++++ Records for this task ++++
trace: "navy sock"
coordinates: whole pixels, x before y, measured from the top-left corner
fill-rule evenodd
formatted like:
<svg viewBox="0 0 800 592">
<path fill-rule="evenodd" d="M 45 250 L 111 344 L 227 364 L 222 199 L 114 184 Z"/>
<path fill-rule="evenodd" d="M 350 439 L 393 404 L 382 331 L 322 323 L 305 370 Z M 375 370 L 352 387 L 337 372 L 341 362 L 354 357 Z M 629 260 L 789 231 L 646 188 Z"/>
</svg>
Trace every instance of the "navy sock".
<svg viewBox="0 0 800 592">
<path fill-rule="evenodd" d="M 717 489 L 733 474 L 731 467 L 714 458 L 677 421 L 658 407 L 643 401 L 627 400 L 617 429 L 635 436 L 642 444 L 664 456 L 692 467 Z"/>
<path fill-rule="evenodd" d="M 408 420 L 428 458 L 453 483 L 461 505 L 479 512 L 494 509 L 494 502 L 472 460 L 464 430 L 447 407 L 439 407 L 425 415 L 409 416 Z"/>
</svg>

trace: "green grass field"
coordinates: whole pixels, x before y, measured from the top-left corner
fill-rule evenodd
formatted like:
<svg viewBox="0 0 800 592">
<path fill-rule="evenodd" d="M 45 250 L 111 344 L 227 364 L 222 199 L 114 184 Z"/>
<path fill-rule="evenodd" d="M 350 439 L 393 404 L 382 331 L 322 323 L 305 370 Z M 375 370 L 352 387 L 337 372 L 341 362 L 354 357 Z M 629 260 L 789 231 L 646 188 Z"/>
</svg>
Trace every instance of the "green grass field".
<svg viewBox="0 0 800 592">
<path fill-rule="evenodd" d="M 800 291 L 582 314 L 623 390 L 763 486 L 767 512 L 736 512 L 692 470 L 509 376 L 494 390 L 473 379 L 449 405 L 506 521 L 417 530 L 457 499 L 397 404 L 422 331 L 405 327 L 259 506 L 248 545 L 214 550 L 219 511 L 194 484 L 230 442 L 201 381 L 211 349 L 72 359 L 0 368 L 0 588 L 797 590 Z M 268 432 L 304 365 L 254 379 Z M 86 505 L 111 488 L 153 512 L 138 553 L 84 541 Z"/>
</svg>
++++
Scale the records above by writing out every line again, requests included. In the answers only, multiply each viewBox dimension and path coordinate by 2.35 and round to a whole number, with halves rounded up, and leave the requests and their format samples unchanged.

trace: "navy sock"
coordinates: whole pixels, x before y, measured from the top-left corner
fill-rule evenodd
formatted like:
<svg viewBox="0 0 800 592">
<path fill-rule="evenodd" d="M 45 250 L 111 344 L 227 364 L 222 199 L 114 184 Z"/>
<path fill-rule="evenodd" d="M 350 439 L 393 404 L 382 331 L 322 323 L 305 370 Z M 375 370 L 352 387 L 337 372 L 341 362 L 354 357 Z M 629 260 L 789 231 L 646 188 Z"/>
</svg>
Trace every instance of the "navy sock".
<svg viewBox="0 0 1880 1391">
<path fill-rule="evenodd" d="M 1685 1149 L 1723 1114 L 1718 1097 L 1678 1076 L 1591 989 L 1546 956 L 1511 942 L 1473 940 L 1450 1008 L 1492 1025 L 1509 1043 L 1560 1072 L 1626 1097 Z"/>
<path fill-rule="evenodd" d="M 959 987 L 1006 1076 L 1065 1135 L 1083 1187 L 1126 1203 L 1161 1196 L 1161 1180 L 1109 1081 L 1090 1011 L 1050 956 L 1032 956 L 999 975 L 961 978 Z"/>
</svg>

trace: "green grass field"
coordinates: whole pixels, x before y, measured from the top-left corner
fill-rule evenodd
formatted like:
<svg viewBox="0 0 800 592">
<path fill-rule="evenodd" d="M 45 250 L 111 344 L 227 364 L 222 199 L 114 184 Z"/>
<path fill-rule="evenodd" d="M 350 439 L 393 404 L 382 331 L 322 323 L 305 370 Z M 375 370 L 352 387 L 337 372 L 341 362 L 354 357 Z M 629 260 L 789 231 L 646 188 Z"/>
</svg>
Trace every instance of the "green grass field".
<svg viewBox="0 0 1880 1391">
<path fill-rule="evenodd" d="M 1880 684 L 1368 738 L 1464 917 L 1793 1142 L 1802 1203 L 1730 1203 L 1626 1105 L 1196 884 L 1161 917 L 1112 891 L 1055 952 L 1189 1224 L 980 1246 L 1074 1173 L 933 949 L 992 778 L 952 768 L 609 1189 L 583 1281 L 503 1293 L 515 1201 L 456 1137 L 541 1039 L 472 895 L 496 820 L 169 844 L 0 865 L 0 1382 L 1873 1387 Z M 630 1015 L 714 858 L 597 891 Z M 202 1187 L 261 1147 L 360 1203 L 324 1300 L 197 1271 Z"/>
</svg>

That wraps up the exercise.